- _WRITTEN INSTRUCTION_: Rewrite all of the data below, changing every "instance" to "occurrence" and leaving everything else as it is.
==== RECORDS SHOWN
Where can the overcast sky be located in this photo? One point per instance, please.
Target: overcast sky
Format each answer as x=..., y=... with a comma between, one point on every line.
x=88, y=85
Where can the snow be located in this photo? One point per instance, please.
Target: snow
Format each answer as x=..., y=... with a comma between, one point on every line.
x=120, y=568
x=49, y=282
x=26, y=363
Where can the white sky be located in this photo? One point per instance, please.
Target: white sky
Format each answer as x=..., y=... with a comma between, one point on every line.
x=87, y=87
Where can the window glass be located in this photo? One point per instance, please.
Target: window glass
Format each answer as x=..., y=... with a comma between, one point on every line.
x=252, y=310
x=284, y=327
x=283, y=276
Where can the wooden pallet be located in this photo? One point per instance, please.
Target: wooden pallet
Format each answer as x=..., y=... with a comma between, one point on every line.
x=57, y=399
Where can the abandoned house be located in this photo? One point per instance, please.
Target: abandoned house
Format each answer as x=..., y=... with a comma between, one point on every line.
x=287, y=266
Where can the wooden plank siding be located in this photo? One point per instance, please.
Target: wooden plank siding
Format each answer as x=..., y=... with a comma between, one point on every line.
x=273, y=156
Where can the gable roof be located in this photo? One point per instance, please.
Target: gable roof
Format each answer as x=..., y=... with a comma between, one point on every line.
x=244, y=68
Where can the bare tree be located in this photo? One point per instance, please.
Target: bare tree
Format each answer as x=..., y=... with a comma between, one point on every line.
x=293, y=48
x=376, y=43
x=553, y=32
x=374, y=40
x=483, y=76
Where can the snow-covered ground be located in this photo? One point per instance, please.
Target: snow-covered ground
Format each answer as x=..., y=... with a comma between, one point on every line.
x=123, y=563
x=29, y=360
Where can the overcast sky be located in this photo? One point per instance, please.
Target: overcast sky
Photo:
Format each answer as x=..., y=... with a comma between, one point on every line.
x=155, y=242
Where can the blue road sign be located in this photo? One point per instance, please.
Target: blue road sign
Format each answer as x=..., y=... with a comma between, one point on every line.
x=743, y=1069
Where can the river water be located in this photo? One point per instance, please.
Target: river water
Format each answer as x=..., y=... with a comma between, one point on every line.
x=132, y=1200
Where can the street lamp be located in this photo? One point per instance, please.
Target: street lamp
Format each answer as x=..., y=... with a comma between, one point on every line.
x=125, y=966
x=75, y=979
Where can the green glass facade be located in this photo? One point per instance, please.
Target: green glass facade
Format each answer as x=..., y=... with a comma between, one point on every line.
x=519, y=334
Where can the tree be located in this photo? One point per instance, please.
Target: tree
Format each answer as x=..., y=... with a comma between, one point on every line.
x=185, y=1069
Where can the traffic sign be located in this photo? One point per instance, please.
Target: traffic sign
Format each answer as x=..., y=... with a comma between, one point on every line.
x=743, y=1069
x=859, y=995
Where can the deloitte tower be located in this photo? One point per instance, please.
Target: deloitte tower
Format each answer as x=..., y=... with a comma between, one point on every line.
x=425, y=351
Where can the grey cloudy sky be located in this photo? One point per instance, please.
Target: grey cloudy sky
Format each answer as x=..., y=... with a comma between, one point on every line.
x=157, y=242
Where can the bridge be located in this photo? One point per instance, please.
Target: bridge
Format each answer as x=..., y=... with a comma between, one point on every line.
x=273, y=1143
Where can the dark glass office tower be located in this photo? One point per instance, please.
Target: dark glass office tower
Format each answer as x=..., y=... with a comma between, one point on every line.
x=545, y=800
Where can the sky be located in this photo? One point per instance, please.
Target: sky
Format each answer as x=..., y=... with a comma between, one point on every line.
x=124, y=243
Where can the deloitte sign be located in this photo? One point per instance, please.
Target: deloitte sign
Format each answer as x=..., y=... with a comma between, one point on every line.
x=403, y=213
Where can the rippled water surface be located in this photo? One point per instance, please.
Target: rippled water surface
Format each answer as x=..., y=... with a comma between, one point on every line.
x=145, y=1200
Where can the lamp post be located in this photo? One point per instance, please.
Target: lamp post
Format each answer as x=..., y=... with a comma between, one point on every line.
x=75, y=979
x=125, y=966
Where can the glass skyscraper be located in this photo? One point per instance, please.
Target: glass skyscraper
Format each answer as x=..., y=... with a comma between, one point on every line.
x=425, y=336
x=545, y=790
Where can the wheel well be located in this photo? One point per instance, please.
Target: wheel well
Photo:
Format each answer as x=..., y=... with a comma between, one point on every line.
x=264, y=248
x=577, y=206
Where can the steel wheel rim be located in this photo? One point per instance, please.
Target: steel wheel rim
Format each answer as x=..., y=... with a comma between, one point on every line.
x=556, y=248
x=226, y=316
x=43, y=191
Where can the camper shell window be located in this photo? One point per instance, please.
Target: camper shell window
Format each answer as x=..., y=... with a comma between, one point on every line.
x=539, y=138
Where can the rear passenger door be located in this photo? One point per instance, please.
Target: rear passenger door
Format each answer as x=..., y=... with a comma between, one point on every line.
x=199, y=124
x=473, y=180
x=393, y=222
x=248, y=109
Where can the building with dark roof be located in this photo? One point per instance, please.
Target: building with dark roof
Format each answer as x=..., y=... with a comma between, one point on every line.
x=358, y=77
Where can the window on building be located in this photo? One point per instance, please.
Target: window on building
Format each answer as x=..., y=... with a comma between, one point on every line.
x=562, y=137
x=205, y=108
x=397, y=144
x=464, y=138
========
- _ANSWER TO THE PROBLEM_:
Where can the overcast sky be located in this photo? One point per occurrence, please.
Target: overcast sky
Format each answer as x=..., y=... with a comma between, one point on every line.
x=88, y=85
Where can the snow be located in this photo? One point per occurrence, please.
Target: snow
Format each answer as x=..., y=... with a comma between, one point on every line.
x=120, y=568
x=49, y=282
x=26, y=363
Where can the white sky be located in this photo? One point per occurrence, please.
Target: white sky
Format each answer as x=..., y=... with a comma between, one point on every line.
x=87, y=87
Where can the window glass be located in this photo? One point per occurrence, please.
Target: window glass
Format each answer as x=..., y=... with a comma between, one point on every line.
x=252, y=310
x=284, y=327
x=283, y=276
Where can the wooden pallet be located in this photo? One point per occurrence, please.
Target: wooden pallet
Format each answer as x=..., y=... with a comma between, one point on every line.
x=57, y=399
Where can the abandoned house be located in this photo? One point per occurrence, please.
Target: abandoned house
Format each answer as x=..., y=... with a comma between, one point on every line.
x=287, y=266
Where can the wooden plank siding be located in this photo? One point per occurrence, please.
Target: wooden plank siding
Format each answer as x=..., y=... with a comma between, one point on every line.
x=273, y=156
Where can the gable roof be located in this photo? One point per occurrence, please.
Target: gable roof
Format each answer as x=..., y=... with a comma between, one point on every line.
x=244, y=68
Where can the bare tree be located in this photo? One point per occurrence, please.
Target: bare tree
Format each answer as x=..., y=... with a comma between, one point on every line.
x=293, y=48
x=376, y=43
x=553, y=32
x=374, y=40
x=483, y=76
Where can the snow-covered ground be located in this photo? One point per occurrence, please.
Target: snow-covered ground
Format each answer as x=..., y=... with a comma between, one point on every line.
x=123, y=563
x=29, y=360
Where can the overcast sky be located in this photo? One point per occurrence, please.
Target: overcast sky
Photo:
Format each answer as x=..., y=... with a comma between, one point on every line.
x=155, y=242
Where can the blue road sign be located in this photo? One point per occurrence, please.
Target: blue road sign
Format each answer as x=..., y=... with a comma between, one point on every line.
x=743, y=1069
Where can the river water be located in this photo? One point per occurrence, please.
Target: river water
Format each answer as x=..., y=... with a comma between, one point on every line.
x=132, y=1200
Where can the street lamp be located in this photo? One point per occurrence, please.
Target: street lamp
Format each answer as x=..., y=... with a comma between, one point on every line.
x=125, y=966
x=75, y=979
Where can the green glass facade be located in this photo? One point per occurrence, please.
Target: green glass facade
Format each answer as x=..., y=... with a comma between, one point on every line.
x=519, y=334
Where can the tree be located in this photo? One point per occurrence, please.
Target: tree
Format each answer as x=..., y=... with a comma between, one point on every line.
x=185, y=1069
Where can the traffic sign be located in this photo? One point per occurrence, please.
Target: traffic sign
Format each answer as x=..., y=... with a comma between, one point on every line.
x=743, y=1069
x=859, y=995
Where can the deloitte tower be located in this photo? One point per occurrence, please.
Target: deloitte tower
Format each answer as x=..., y=... with a comma between, one point on every line.
x=425, y=351
Where can the grey cloudy sky be located in this photo? One point per occurrence, please.
Target: grey cloudy sky
Format each answer as x=..., y=... with a comma between, one point on every line.
x=157, y=242
Where can the bridge be located in this photo? One point per occurrence, please.
Target: bridge
Format each answer as x=..., y=... with a comma between, one point on every line.
x=273, y=1143
Where can the dark glass office tower be located in this photo? One point per occurrence, please.
Target: dark glass office tower
Format each answer as x=..., y=... with a comma between, one point on every line.
x=545, y=800
Where can the sky be located in this photo? One point per occurrence, please.
Target: sky
Format each answer as x=..., y=... with a comma between, one point on every line.
x=124, y=243
Where can the deloitte sign be located in this photo? One point per occurrence, please.
Target: deloitte sign
Format each answer as x=..., y=... with a comma between, one point on every line.
x=403, y=213
Where can the rippled water surface be located in this photo? One point per occurrence, please.
Target: rippled water surface
Format each answer as x=..., y=... with a comma between, one point on every line.
x=145, y=1200
Where can the lamp post be located in this photo? One point per occurrence, please.
Target: lamp post
Format each answer as x=..., y=... with a comma between, one point on every line.
x=75, y=979
x=125, y=966
Where can the glass skyscraper be located in this photo? One point per occurrence, please.
Target: glass skyscraper
Format each answer as x=..., y=... with a comma between, one point on every line.
x=425, y=336
x=545, y=790
Where can the wheel well be located in this photo? One point per occurrence, please.
Target: wheel well
Photo:
Format each answer as x=..., y=... with a comma between, one point on every line.
x=264, y=248
x=577, y=206
Where can the steel wheel rim be located in this photo? One point per occurrence, please.
Target: steel wheel rim
Format each answer as x=..., y=... with a comma between, one point on every line.
x=556, y=248
x=226, y=316
x=43, y=191
Where can the camper shell window be located in this photo? One point per occurrence, please.
Target: camper shell window
Format each answer as x=..., y=... with a comma between, one point on every line.
x=539, y=138
Where can the rear passenger door be located in this photo? One point per occurrence, please.
Target: rear passenger door
Format each answer as x=..., y=... with a comma between, one point on every line.
x=199, y=124
x=473, y=180
x=393, y=222
x=248, y=109
Where can the building with dark roof be located in this photo? One point per occurrence, please.
Target: building with dark roof
Format each answer as x=..., y=... with a comma between, one point on every line.
x=358, y=77
Where can the window on building be located in this photo? One point per occurrence, please.
Target: window on building
Format each answer as x=..., y=... with a comma between, one point on every line.
x=562, y=137
x=205, y=108
x=397, y=144
x=464, y=138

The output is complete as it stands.